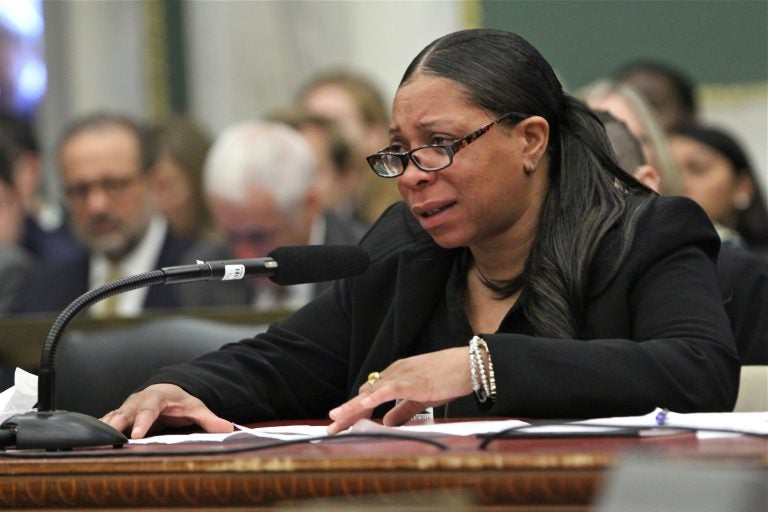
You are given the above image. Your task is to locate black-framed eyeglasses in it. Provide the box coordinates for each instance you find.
[366,112,529,178]
[64,175,141,203]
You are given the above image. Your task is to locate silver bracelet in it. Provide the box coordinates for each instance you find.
[469,336,496,403]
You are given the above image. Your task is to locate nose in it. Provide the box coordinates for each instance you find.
[397,161,438,188]
[85,187,110,213]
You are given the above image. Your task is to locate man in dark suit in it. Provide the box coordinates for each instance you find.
[187,122,365,310]
[15,113,224,316]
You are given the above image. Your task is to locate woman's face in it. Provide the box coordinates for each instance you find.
[669,135,739,227]
[390,75,548,252]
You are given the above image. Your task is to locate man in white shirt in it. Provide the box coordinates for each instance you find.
[12,113,222,316]
[196,122,364,310]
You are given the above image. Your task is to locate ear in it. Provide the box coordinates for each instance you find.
[733,174,755,210]
[515,116,549,169]
[632,165,661,193]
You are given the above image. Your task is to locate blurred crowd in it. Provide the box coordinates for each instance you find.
[0,61,768,317]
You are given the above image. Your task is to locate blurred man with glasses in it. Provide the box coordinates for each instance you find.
[17,113,224,316]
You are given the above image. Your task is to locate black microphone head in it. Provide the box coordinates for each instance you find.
[268,245,370,286]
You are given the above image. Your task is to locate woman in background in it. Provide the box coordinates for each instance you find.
[669,126,768,255]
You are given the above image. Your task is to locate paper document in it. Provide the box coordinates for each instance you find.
[130,409,768,444]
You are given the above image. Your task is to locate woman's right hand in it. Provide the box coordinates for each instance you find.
[101,384,234,439]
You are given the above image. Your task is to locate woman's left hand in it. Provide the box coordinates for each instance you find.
[328,347,472,434]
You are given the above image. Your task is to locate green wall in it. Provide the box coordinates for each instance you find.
[481,0,768,88]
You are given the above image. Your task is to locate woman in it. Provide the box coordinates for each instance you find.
[154,117,218,240]
[104,30,739,437]
[580,80,683,196]
[669,126,768,253]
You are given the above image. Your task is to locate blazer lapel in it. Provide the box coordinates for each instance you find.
[391,245,456,361]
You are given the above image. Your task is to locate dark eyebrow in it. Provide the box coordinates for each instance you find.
[389,118,456,136]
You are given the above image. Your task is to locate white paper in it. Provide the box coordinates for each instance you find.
[130,419,527,444]
[130,409,768,444]
[0,368,37,423]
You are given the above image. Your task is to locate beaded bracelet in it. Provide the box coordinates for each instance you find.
[469,336,496,403]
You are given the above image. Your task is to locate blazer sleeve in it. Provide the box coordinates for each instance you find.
[486,198,739,418]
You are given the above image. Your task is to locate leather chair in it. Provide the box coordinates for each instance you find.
[54,317,267,418]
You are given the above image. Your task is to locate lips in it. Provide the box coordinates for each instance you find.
[413,202,456,219]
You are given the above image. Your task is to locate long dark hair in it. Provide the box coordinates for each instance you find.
[400,29,651,338]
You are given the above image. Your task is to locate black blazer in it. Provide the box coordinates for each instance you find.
[717,247,768,365]
[13,232,206,313]
[147,197,739,422]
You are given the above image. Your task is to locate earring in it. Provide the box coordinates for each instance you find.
[733,192,752,211]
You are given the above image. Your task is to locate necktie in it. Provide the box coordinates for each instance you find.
[98,265,123,318]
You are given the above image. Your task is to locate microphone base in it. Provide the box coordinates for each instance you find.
[0,411,128,450]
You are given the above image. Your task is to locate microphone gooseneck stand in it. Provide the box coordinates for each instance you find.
[0,270,166,450]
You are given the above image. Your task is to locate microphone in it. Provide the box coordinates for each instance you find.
[161,245,369,286]
[0,245,369,450]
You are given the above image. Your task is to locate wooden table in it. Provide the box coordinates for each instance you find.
[0,422,768,511]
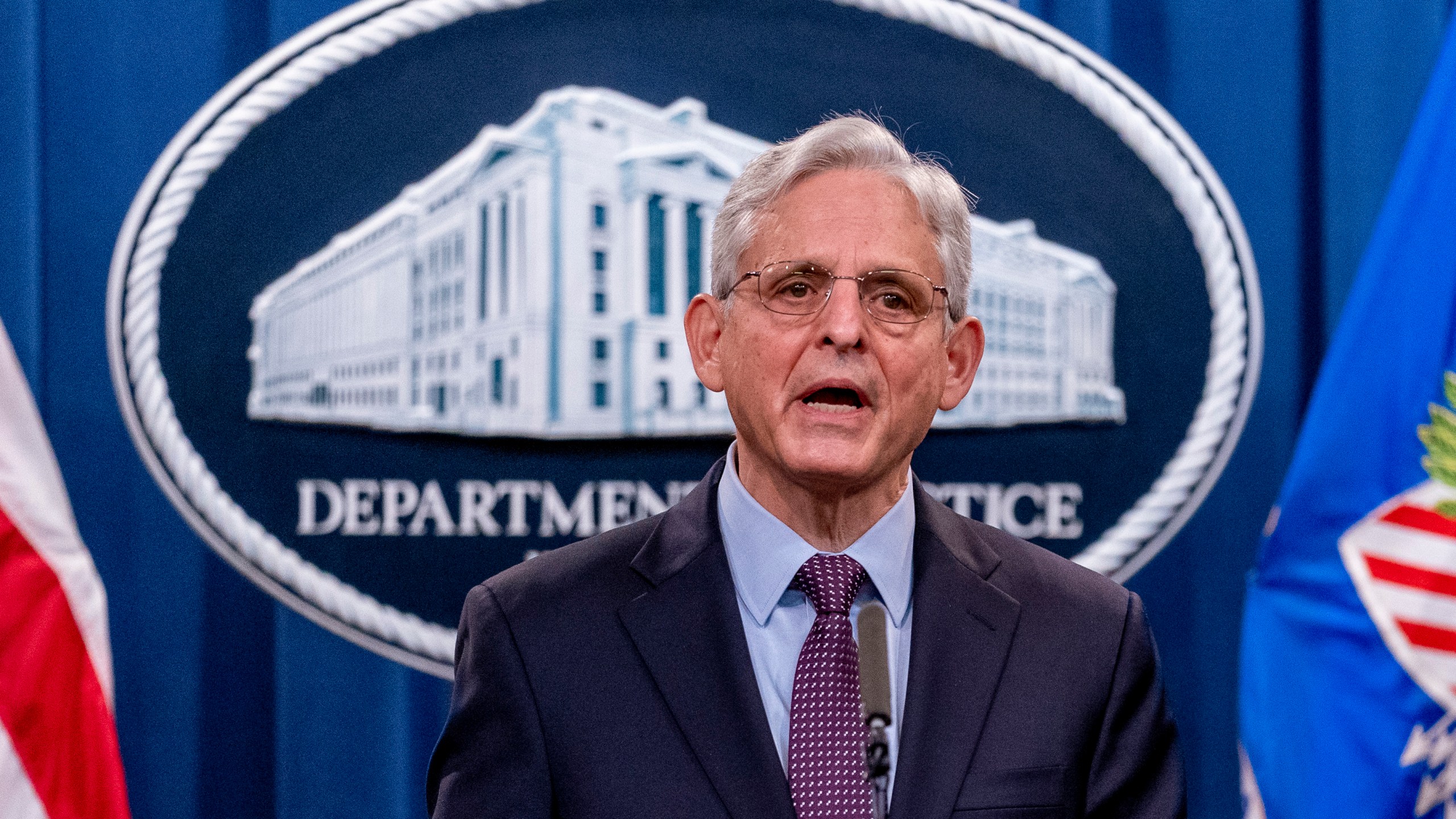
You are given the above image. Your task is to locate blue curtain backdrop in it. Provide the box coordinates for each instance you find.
[0,0,1451,819]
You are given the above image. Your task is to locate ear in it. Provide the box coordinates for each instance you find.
[941,316,986,411]
[683,293,728,392]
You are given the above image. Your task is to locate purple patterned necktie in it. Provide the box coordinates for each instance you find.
[789,554,874,819]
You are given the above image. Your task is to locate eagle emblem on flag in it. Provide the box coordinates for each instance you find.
[1339,371,1456,819]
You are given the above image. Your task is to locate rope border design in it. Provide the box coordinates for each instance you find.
[107,0,1261,677]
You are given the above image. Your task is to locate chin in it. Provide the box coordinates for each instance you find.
[783,439,878,484]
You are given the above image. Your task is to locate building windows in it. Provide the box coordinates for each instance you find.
[481,204,491,321]
[647,194,667,316]
[497,197,511,316]
[686,202,703,301]
[591,249,607,313]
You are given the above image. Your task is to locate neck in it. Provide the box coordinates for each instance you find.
[734,440,910,552]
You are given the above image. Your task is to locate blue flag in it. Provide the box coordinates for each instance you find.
[1239,19,1456,819]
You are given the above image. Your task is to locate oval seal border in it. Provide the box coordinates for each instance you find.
[106,0,1264,679]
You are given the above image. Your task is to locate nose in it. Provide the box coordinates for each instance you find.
[820,280,869,351]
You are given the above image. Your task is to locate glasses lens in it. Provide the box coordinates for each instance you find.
[859,270,935,324]
[759,262,833,316]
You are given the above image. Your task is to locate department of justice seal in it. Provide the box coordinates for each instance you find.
[107,0,1263,676]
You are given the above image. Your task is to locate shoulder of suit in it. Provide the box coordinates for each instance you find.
[941,498,1133,621]
[468,514,663,612]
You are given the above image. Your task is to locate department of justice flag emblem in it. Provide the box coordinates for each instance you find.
[1339,373,1456,819]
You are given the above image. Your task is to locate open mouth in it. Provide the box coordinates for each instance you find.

========

**Consigne:** Mettez à jour toutes les entrées ci-dessus en remplaçant "box coordinates" par "bounding box coordinates", sans rien modifier d'autre. N'incluez pas les images dans votre réponse.

**La solution:**
You are given the above image. Your task is to locate black-framed eyeglasses in it. Provide the bounding box coordinates for each instance you find.
[366,112,529,178]
[64,175,141,203]
You are given the above image. Your task is to locate silver bracelet in it. Provide the bounding box coordinates for each instance you find.
[469,336,496,403]
You are given the above image. Your task is to locate nose in it. Provide the bounding box coordinates for each instance you find.
[397,161,438,188]
[85,187,110,213]
You are given the above image. Your task is to locate man in dark suit in it. Provide the bounding box coordinates for each instance you find.
[187,122,365,310]
[15,113,224,316]
You are given the above image. Your task is to locate woman's face in it. Provide the bounding box coordinates for each instance you find.
[669,135,739,227]
[390,75,548,252]
You are given the above image. Your task is to locate man in white shirt in it. Provide the bounding box coordinates for each instance you find.
[12,113,222,316]
[196,122,364,310]
You are given the above image. Your task is to locate ear in it. Provide the bounding box coordinates for each instance you find.
[733,174,755,210]
[515,116,549,169]
[632,165,661,193]
You are given the above image. Your task is to locate blurred crowd in it. Provide the bounding box coordinates for each instance you find.
[0,61,768,317]
You are given the above image. Your task is to locate blurred man with glasses in it. Provide the bounding box coordinates for each instance you find.
[17,113,224,316]
You are given the above image. Your task is to locate black microphone head in it. Provide the bounding box coordinates for each instance you find.
[268,245,370,286]
You are given the above image. Your task is to locate woman in background in it. Provide the bounding box coordinates for each instance you find.
[669,126,768,255]
You are given the above image. Your task is to locate paper document in it. Provide the bounding box coordinates for each instance you find.
[130,409,768,444]
You are given the above image. Your task is to locate woman's right hand in it. Provide the bounding box coordinates for each instance you find.
[101,384,234,439]
You are given the above image. Your task is to locate woman's left hand in it. Provide the bounding box coordinates for each instance you find.
[328,347,472,434]
You are given the above image. Your task is to locate green wall in it. Provide the bounding box coordinates for each instance you find.
[481,0,768,88]
You are given the above image. Your task is to locate woman in it. Provide the bounding box coordinates for each instance you find.
[154,117,218,240]
[104,30,739,437]
[580,80,683,196]
[669,126,768,253]
You are given the above image. Your task is to locate blazer lapel in it. Provide the bounding box coordinates for each instance you find.
[391,245,456,361]
You are given the above image. Your task is to locate dark eyebrow in it. Provide the bounding box coordinates for each instance you find.
[389,118,456,136]
You are given the above image. Your task is to locate white paper in it. Provide the bounding box coordinates for each instance you find.
[130,419,527,444]
[130,409,768,444]
[0,368,37,423]
You are given the above image. Your task is to locate beaded bracelet in it. Provide the bounding box coordinates for each instance you find.
[469,336,496,403]
You are given the above image. Your task is to locate blazer sleeve in it. Provide the bounding box coordinates for each instance you find.
[486,198,739,418]
You are given the above image. Your task is to locate leather chair in it. Provide the bounding box coordinates for each instance you find.
[54,317,267,418]
You are given the above image. Your task is to locate lips in it. Provide the bounding box coordinates for each instance you find.
[413,202,456,219]
You are given the above image. Your task is to locate long dark hair in it. Provide the bounding box coordinates for each instance you find.
[400,29,651,338]
You are given the above image. Your task is to locate black blazer in it. Provide the bounding box coordinates for each instance you find.
[717,247,768,365]
[13,232,206,313]
[147,197,739,422]
You are given the above image. Your task is to locate earring in it. Provide the bounding box coordinates for each instance you find.
[733,192,752,211]
You are given the above image. Your task is to locate necktie in it. Provide the bounding box coordinates for each instance you find.
[98,265,123,318]
You are given the above image. Your task is to locate microphone base in it. Provide the bounding box coordinates for each instance you find.
[0,411,128,450]
You are given the above image. Your task is to locate microphone gooseneck stand in it. Provide the bounding box coordinates for each instance you find.
[0,270,166,450]
You are given the above image. Your task is to locate microphone in it. Provide the bounding box coordinates for each instance you find.
[161,245,369,286]
[0,245,369,450]
You are given the above image. Your task is to locate wooden table in it. Provide the bounding box coordinates for each instance you find.
[0,422,768,511]
You are given the above image. Your task is to locate blue curtain backdrop in it. Provide the bounding box coordinates for each instance you find.
[0,0,1451,819]
You are given the above image. Your task is to locate ear in it. Provide the bounding box coordinates for each instance you find.
[941,316,986,411]
[683,293,728,392]
You are given the above image. Your task is to locate purple patterned necktie in it. Provide the bounding box coordinates for each instance you find.
[789,554,874,819]
You are given the above image. Your task is to locate eagle emblem on flag in it. Provide the bounding box coordinates for each instance you find.
[1339,371,1456,819]
You are given the above image. Your task is to locate rope border design in it. Provide the bounding box coordinates for each instance you find.
[107,0,1261,677]
You are given the above image. Your task is to locate chin in it. Provide the bounding box coordinates for each instance you find.
[783,439,878,484]
You are given the above image. Your task is to locate building windows in it. Provide the bounding box coordinates for each instance you find.
[481,204,491,321]
[647,194,667,316]
[497,197,511,316]
[686,202,703,301]
[591,249,607,313]
You are given the above image. Your task is to locate neck in it. Provide the bounding box coordinates for each instance you find.
[734,440,910,552]
You are given the above image. Your task is to locate blue flag in it. Provide the bounding box coordinates for each instance you find.
[1239,19,1456,819]
You are given the above image. Your task is to locate oval seal border in it. Provide the bounding box coordinates for each instance you find.
[106,0,1264,679]
You are given the above image. Your task is to locate nose in it. Provide the bounding box coordinates for each instance you find.
[820,280,869,351]
You are given the above image. Your task is to locate glasses lens in it. Provide the bounding box coordinates for each instance you find.
[859,270,935,324]
[759,262,833,316]
You are given the above image. Your task is to locate department of justice seal in it. Provide the bounding box coordinates for each instance you find.
[107,0,1263,676]
You are given the above image. Your task is to locate shoulder of suit in it. Provide the bounding box coordinates for each instance you find.
[941,498,1133,621]
[468,514,663,612]
You are given the above image. Your task is to locate department of justice flag emblem in it. Provide the bounding box coordinates for each instance you find.
[1339,373,1456,819]
You are given the above image. Your task is to locate open mouth in it. Provide the bounding box coordinates for each instance you find.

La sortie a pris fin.